**Extract to read:**
☆ ☆ ☆

The Siege of Samosata was a military engagement between the Byzantine army and the Arab garrison of Samosata. The outcome of the battle differs between Greek sources, which portray it as a major Arab victory, and the Arabic ones, that describe it as Byzantine success. Some historians explain the differing descriptions as an attempt by later authors to blacken the image of Michael III, with his supposed defeat being fabricated.

==Background==
During the reign of empress Theodora, she brought an end to the Byzantine Iconoclasm. A Christian sect called Paulicianism rejected image worship. Theodora issued a decree that all Paulicians should abandon the errors of their faith, but they refused. Under the orders of the empress, the Paulicians were ruthlessly suppressed; thousands were killed, crucified, or drowned. Many Paulicians escaped and found refuge on the frontier between Byzantium and the Abbasid Caliphate. Their properties were confiscated by the state. After the death of Theodora, many Paulicians sided with Arabs in their raids against Byzantium. The Arabs of Malatya allowed the Paulicians to establish their own state in Tephrike, Amara, and Arguvan.

☆ ☆ ☆

**Data for analysis:**
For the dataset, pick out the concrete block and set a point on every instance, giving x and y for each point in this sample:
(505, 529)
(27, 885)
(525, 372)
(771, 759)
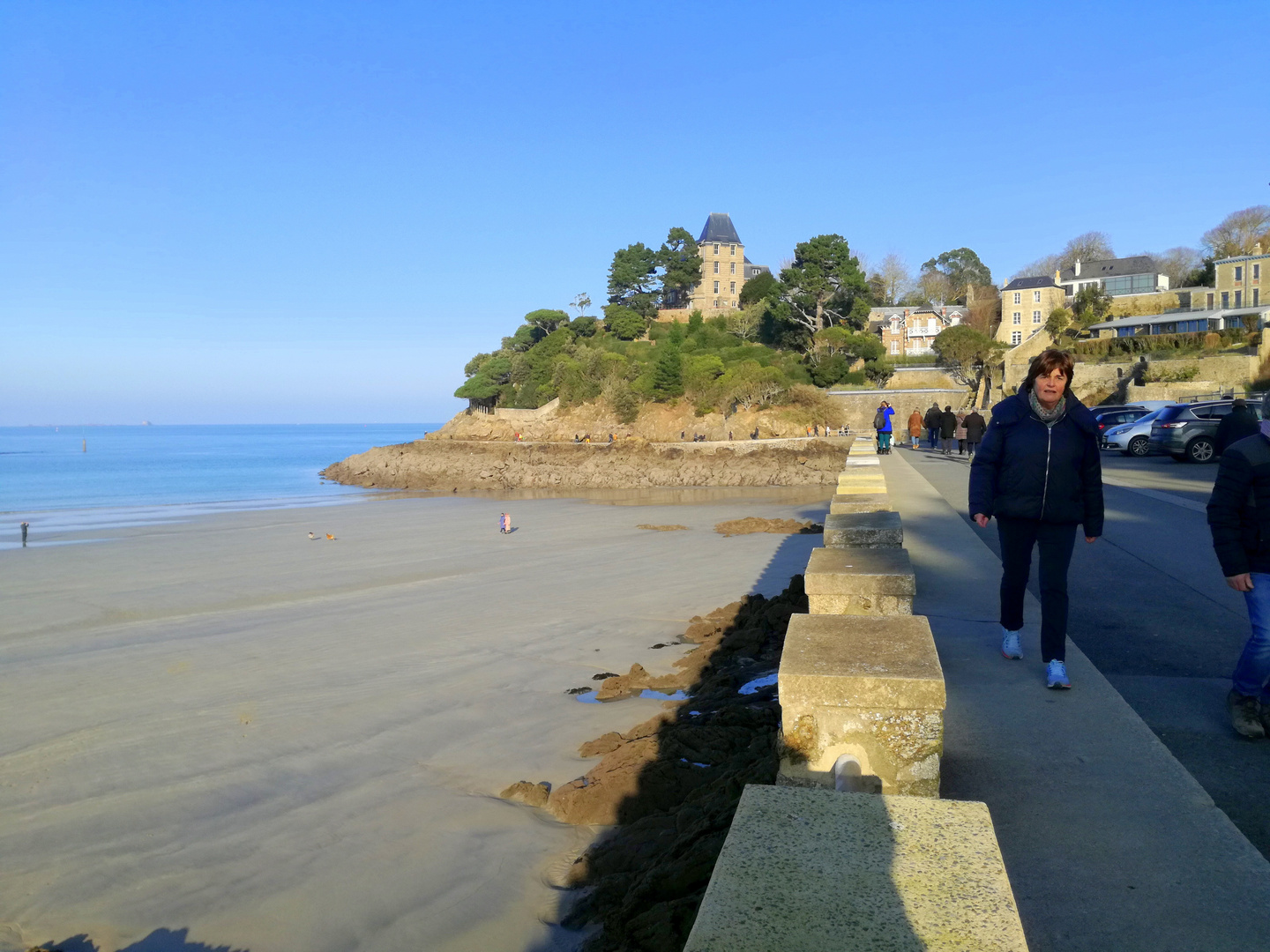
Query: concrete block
(860, 582)
(866, 502)
(865, 530)
(813, 870)
(862, 704)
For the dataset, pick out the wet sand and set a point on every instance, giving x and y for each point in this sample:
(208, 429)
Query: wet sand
(282, 744)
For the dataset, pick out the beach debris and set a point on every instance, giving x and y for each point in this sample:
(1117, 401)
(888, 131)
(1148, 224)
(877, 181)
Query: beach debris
(528, 793)
(782, 527)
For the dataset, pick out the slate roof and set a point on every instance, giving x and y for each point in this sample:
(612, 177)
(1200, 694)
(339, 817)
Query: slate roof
(1110, 268)
(1044, 280)
(719, 227)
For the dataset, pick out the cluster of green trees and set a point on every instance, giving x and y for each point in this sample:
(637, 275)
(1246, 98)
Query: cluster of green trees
(803, 326)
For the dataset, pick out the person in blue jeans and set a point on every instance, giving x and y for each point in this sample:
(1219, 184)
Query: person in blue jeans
(882, 423)
(1038, 472)
(1238, 517)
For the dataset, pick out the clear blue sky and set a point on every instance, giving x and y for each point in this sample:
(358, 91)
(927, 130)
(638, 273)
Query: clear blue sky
(248, 212)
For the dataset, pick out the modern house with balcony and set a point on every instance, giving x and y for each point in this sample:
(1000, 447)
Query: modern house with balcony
(908, 331)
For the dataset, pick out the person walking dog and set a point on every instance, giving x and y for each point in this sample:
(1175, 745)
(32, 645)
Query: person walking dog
(915, 427)
(1238, 517)
(1038, 472)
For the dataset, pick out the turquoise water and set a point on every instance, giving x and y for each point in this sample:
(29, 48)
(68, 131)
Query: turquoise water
(45, 470)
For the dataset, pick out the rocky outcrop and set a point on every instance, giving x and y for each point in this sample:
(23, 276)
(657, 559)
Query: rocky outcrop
(467, 465)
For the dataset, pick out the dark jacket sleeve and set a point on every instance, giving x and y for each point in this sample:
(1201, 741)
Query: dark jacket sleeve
(1226, 512)
(983, 471)
(1091, 487)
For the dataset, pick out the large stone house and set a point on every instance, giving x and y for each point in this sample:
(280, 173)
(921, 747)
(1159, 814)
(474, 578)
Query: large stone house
(1025, 306)
(908, 331)
(724, 271)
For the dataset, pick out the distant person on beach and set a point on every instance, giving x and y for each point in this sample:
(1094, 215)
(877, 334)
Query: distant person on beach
(1238, 517)
(932, 424)
(947, 429)
(915, 427)
(975, 429)
(1039, 473)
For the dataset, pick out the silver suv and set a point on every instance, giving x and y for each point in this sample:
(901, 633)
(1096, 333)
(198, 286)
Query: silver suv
(1189, 430)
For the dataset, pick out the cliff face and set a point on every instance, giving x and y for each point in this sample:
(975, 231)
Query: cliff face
(464, 465)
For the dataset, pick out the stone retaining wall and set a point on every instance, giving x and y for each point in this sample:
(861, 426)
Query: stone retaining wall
(854, 850)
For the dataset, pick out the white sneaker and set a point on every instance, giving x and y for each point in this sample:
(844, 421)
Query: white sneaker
(1010, 646)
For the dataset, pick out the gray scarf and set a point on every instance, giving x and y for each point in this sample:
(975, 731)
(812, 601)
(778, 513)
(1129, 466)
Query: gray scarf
(1048, 417)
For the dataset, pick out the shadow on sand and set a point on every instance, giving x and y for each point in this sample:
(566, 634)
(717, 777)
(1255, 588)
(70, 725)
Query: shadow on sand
(158, 941)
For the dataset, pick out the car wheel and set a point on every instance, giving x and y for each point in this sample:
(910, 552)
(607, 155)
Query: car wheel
(1200, 450)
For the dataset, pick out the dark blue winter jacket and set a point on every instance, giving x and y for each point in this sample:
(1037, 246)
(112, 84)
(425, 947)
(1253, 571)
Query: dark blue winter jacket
(1027, 470)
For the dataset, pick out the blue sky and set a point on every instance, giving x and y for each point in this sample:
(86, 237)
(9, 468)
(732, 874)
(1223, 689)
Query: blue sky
(308, 212)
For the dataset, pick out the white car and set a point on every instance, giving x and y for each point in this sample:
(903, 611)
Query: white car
(1131, 438)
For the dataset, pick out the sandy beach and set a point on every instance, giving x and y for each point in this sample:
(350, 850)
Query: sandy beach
(279, 743)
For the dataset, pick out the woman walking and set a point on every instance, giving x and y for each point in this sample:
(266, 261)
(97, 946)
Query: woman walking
(1038, 472)
(915, 427)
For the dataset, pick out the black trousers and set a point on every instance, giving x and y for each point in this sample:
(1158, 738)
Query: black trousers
(1056, 542)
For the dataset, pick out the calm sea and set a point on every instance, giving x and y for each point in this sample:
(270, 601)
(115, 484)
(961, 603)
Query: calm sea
(70, 478)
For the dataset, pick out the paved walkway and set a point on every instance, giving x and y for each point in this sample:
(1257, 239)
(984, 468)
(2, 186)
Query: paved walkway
(1109, 842)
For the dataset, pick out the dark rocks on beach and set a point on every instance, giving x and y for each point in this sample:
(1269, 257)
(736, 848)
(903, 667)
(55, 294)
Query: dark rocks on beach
(669, 786)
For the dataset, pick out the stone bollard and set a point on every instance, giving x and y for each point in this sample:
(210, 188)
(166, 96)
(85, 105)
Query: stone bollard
(860, 582)
(862, 704)
(839, 873)
(863, 530)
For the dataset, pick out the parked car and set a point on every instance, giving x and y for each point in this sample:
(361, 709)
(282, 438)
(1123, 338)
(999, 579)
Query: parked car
(1189, 430)
(1116, 415)
(1131, 438)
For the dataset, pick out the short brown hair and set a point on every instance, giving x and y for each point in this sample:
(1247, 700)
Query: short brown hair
(1045, 363)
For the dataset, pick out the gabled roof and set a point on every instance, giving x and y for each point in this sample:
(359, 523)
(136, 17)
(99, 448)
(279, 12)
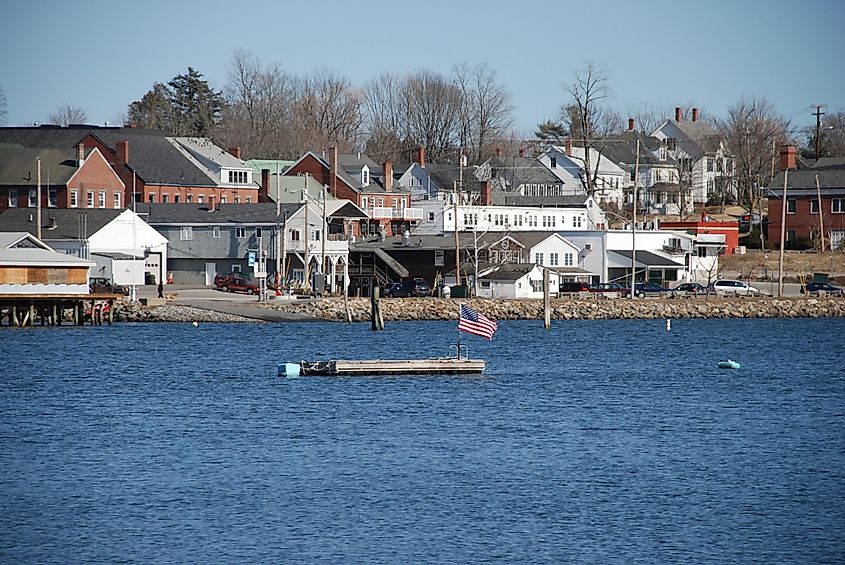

☆ ☆ ☆

**Tasks to carry out:**
1. Decide whether each statement agrees with the text on the Siege of Samosata: (a) Greek sources present the siege as a major Arab victory. (b) The Paulicians obeyed Theodora's decree to abandon their faith. (c) The Arabs of Malatya let the Paulicians found their own state in Tephrike. Answer yes or no for each and quote the deciding words of the text exactly.
2. Please carry on the account of the Siege of Samosata, picking up after its last sentence.

**Per-task outputs:**
1.
(a) Yes: "Greek sources, which portray it as a major Arab victory"
(b) No: "but they refused."
(c) Yes: "The Arabs of Malatya allowed the Paulicians to establish their own state in Tephrike, Amara, and Arguvan."

2.
The year 856 marked the beginning of a short but continuous period of hostilities between Umar al-Aqta of Malatya, allied with Karbeas of Tephrike, and Byzantium. In the same year, the brother of Theodora, Petronas, led a successful raid into Samosata and Amida and laid waste to Tephrike.

==Siege==
In 859, the young Byzantine Emperor Michael III crossed the Euphrates, and set out against the city of Samosata in company of his uncle and most powerful minister Bardas. According to the Greek sources, the Byzantine army arrived and started to besiege the city. As the Arab garrison feigned cowardice and never dared to show themselves on the walls to feign cowardice, the Byzantines grew less cautious of any attack. On the third day of the siege, a Sunday, while the emperor and soldiers were attending worship and preparing for communion, the Arabs opened the gates and launched a sortie against all sides, completely catching the Byzantines off guard. The army was thrown into disorganized retreat. The Emperor managed to flee with great difficulty. The Byzantine camp was captured and looted. Many Byzantine soldiers were killed and captured. The Paulician leader Karbeas supposedly showed great valor during the battle, capturing 100 officers, most of whom were ransomed.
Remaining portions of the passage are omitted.